### Data for review ###

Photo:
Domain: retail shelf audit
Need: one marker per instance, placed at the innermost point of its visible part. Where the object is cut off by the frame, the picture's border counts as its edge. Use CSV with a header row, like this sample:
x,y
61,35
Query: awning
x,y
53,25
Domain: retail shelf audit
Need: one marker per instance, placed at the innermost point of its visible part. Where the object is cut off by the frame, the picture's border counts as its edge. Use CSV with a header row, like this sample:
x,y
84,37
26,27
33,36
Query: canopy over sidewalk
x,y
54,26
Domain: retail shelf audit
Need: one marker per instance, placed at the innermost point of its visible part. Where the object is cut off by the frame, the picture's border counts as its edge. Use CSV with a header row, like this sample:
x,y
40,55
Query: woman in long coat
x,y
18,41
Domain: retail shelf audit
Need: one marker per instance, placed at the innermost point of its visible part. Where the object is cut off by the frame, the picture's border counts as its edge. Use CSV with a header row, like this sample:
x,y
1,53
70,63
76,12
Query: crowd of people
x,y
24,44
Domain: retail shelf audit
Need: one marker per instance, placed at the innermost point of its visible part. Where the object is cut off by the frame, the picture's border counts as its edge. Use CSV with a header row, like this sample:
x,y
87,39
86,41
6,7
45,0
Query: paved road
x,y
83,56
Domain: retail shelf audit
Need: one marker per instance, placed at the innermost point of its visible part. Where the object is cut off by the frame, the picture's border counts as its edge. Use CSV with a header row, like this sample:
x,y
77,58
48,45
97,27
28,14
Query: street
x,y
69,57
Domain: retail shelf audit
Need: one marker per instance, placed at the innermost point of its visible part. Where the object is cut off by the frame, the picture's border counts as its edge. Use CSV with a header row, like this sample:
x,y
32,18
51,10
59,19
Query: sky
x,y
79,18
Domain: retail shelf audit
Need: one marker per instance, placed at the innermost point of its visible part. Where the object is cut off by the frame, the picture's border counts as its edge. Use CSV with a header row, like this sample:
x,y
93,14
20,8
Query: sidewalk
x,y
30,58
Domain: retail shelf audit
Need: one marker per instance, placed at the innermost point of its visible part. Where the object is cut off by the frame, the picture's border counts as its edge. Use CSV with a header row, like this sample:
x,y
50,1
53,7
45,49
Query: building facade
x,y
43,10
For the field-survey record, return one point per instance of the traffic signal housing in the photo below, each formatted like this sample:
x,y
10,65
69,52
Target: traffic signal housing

###

◆ Work task
Show every line in the records above that contains the word "traffic".

◆ Task result
For the field-survey record, return one point per instance of the traffic signal housing in the photo below, each formatted like this sample:
Target: traffic signal housing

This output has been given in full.